Write out exactly the lines from the one containing "TARGET = window" through the last line of the records below, including both.

## Begin

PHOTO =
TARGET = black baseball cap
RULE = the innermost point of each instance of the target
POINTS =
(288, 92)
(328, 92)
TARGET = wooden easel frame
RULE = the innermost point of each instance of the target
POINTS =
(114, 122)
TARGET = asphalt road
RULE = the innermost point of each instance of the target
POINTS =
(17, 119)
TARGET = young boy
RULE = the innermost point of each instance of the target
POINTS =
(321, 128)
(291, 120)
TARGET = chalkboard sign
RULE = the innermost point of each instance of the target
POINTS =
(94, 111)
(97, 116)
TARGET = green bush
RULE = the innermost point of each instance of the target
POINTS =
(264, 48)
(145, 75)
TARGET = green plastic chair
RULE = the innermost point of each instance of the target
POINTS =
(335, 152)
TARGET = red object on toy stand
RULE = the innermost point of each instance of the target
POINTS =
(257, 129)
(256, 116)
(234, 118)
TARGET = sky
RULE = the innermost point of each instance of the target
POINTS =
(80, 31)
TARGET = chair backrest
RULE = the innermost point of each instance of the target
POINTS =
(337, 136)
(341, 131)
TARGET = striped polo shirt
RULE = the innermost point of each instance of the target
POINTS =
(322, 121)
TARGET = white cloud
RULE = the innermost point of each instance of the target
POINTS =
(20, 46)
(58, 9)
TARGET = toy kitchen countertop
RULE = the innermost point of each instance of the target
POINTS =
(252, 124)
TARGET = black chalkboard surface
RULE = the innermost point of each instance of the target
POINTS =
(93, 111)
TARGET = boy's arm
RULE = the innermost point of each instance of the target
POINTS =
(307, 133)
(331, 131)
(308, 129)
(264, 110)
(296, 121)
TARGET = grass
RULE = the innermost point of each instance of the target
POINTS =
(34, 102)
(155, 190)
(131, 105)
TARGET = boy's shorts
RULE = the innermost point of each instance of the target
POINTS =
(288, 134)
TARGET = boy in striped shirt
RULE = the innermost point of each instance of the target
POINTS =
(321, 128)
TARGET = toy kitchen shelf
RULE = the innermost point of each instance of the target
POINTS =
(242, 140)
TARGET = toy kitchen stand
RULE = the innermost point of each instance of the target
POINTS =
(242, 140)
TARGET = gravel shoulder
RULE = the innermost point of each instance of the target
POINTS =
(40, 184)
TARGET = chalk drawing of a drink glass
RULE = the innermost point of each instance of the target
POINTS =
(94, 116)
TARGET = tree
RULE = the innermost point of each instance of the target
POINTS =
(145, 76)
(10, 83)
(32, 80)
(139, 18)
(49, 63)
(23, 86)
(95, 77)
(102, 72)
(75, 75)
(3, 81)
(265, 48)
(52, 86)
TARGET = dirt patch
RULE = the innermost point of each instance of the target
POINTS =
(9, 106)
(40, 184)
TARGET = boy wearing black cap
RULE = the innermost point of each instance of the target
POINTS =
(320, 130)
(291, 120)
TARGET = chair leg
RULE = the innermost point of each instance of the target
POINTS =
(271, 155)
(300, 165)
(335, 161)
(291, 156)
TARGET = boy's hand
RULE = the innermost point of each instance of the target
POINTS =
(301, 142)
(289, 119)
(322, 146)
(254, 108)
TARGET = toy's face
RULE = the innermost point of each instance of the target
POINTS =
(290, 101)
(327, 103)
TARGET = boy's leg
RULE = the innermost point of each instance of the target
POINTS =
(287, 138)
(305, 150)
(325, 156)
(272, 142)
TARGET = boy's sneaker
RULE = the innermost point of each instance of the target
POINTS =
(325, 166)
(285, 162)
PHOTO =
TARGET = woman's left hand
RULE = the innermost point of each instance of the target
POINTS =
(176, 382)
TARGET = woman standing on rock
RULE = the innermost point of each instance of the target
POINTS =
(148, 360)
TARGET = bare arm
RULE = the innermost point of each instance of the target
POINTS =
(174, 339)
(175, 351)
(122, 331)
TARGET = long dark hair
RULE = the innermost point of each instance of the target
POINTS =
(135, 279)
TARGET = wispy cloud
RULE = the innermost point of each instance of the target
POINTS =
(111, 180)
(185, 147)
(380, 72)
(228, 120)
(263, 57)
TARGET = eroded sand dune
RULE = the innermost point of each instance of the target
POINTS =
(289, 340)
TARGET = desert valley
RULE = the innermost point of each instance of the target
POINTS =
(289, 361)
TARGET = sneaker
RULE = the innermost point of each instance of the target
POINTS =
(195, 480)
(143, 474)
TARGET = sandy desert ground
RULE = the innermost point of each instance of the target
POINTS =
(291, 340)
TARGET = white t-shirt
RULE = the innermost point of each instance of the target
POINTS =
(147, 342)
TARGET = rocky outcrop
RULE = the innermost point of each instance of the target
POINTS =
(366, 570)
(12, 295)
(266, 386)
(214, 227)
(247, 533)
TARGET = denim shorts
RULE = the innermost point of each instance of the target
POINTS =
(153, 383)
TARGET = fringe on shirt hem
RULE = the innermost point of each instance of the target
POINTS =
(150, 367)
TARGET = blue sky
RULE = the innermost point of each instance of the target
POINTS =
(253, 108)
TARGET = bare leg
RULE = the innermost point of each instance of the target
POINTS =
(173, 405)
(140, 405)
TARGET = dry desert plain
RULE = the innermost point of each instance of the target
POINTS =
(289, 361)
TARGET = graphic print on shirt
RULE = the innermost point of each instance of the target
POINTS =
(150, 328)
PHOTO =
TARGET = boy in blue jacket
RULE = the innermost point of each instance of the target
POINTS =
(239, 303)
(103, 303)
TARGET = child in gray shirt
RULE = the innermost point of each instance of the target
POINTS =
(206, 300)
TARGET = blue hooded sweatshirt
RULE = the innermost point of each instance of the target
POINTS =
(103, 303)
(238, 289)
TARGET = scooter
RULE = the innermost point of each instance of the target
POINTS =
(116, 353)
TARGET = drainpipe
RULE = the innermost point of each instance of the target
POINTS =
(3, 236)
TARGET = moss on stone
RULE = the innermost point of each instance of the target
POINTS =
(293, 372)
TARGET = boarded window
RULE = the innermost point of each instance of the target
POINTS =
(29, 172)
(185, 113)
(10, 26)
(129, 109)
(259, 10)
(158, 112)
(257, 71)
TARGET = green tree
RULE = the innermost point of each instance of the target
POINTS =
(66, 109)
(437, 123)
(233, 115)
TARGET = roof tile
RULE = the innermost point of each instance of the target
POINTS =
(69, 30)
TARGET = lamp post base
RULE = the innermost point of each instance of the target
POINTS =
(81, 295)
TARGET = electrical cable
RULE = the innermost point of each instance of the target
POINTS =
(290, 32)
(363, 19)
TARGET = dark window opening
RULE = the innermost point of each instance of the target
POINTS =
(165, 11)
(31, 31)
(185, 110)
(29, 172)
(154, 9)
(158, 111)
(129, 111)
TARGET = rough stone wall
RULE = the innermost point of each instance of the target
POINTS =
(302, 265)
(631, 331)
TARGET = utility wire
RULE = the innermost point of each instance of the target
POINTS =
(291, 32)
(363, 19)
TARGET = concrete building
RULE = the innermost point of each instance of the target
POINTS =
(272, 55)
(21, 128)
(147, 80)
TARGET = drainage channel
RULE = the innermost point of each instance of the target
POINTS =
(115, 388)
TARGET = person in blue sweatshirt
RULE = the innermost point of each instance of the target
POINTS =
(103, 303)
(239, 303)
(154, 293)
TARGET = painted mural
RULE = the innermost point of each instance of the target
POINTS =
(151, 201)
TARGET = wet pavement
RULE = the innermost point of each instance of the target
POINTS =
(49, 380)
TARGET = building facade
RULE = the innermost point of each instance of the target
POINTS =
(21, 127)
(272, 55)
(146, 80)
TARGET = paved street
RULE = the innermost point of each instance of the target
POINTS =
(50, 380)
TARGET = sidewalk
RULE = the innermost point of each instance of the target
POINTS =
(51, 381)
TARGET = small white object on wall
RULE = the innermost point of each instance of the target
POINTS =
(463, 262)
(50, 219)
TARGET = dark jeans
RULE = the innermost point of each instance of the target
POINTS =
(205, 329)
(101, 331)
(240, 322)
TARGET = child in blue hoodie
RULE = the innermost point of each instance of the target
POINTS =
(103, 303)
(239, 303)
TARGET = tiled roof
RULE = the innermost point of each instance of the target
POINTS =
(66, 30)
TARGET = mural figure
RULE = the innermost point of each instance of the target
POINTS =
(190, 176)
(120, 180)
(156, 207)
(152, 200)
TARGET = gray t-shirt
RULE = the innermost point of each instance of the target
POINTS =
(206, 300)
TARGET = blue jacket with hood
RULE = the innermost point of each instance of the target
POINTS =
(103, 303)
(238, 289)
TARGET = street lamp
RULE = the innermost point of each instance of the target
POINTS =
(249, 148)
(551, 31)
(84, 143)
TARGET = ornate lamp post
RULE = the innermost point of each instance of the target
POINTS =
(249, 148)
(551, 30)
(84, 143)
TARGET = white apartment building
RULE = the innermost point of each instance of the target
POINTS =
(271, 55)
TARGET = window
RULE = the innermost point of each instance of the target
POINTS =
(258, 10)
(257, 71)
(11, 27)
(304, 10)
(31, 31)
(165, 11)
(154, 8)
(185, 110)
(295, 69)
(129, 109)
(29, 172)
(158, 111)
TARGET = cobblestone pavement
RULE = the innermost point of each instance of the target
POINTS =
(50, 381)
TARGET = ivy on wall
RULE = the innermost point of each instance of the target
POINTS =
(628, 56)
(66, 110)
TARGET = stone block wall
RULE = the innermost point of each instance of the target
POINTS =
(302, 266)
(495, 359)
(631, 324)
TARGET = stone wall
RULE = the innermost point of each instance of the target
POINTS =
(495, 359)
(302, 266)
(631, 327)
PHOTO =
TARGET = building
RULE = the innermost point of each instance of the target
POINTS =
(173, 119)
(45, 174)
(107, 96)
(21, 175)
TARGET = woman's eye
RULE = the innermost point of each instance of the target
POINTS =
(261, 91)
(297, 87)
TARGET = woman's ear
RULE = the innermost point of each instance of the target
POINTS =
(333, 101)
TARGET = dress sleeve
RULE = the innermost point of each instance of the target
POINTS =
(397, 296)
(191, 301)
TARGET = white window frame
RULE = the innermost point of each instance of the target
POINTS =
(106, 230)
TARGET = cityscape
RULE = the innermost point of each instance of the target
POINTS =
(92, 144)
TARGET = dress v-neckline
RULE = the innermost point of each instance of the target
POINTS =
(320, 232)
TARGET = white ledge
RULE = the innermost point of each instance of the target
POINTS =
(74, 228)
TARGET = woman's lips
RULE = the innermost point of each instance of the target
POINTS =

## End

= EXPECTED ANSWER =
TARGET = window
RULE = the innermost point of each instance of the target
POINTS =
(258, 10)
(257, 71)
(11, 27)
(304, 10)
(31, 31)
(165, 11)
(154, 8)
(185, 110)
(295, 69)
(129, 109)
(29, 172)
(158, 111)
TARGET = cobblestone pavement
RULE = the innermost point of each instance of the target
POINTS =
(50, 381)
TARGET = ivy on wall
RULE = the innermost point of each instance of the target
POINTS =
(628, 56)
(66, 110)
TARGET = stone block wall
RULE = the innermost point of each instance of the target
POINTS =
(302, 266)
(495, 359)
(631, 324)
TARGET = stone wall
RULE = the innermost point of each instance of the target
POINTS =
(495, 359)
(302, 266)
(631, 327)
PHOTO =
TARGET = building
RULE = the innermost point of each instance of the target
POINTS =
(173, 119)
(45, 174)
(107, 96)
(21, 175)
TARGET = woman's eye
RULE = the innermost point of each instance of the target
POINTS =
(261, 91)
(297, 87)
TARGET = woman's ear
RULE = the innermost point of each instance of the target
POINTS =
(333, 101)
TARGET = dress sleeve
RULE = the innermost point of each instance of the target
POINTS =
(397, 296)
(191, 301)
TARGET = white window frame
RULE = the innermost point of each instance of the target
POINTS =
(106, 230)
TARGET = cityscape
RULE = the innermost point of each instance of the target
POINTS =
(92, 144)
TARGET = dress v-neckline
RULE = the innermost point of each instance of the target
POINTS =
(320, 232)
TARGET = white ledge
RULE = the innermost point of each instance of the target
POINTS =
(74, 228)
TARGET = woman's lips
RULE = the innermost point of each instance of the target
POINTS =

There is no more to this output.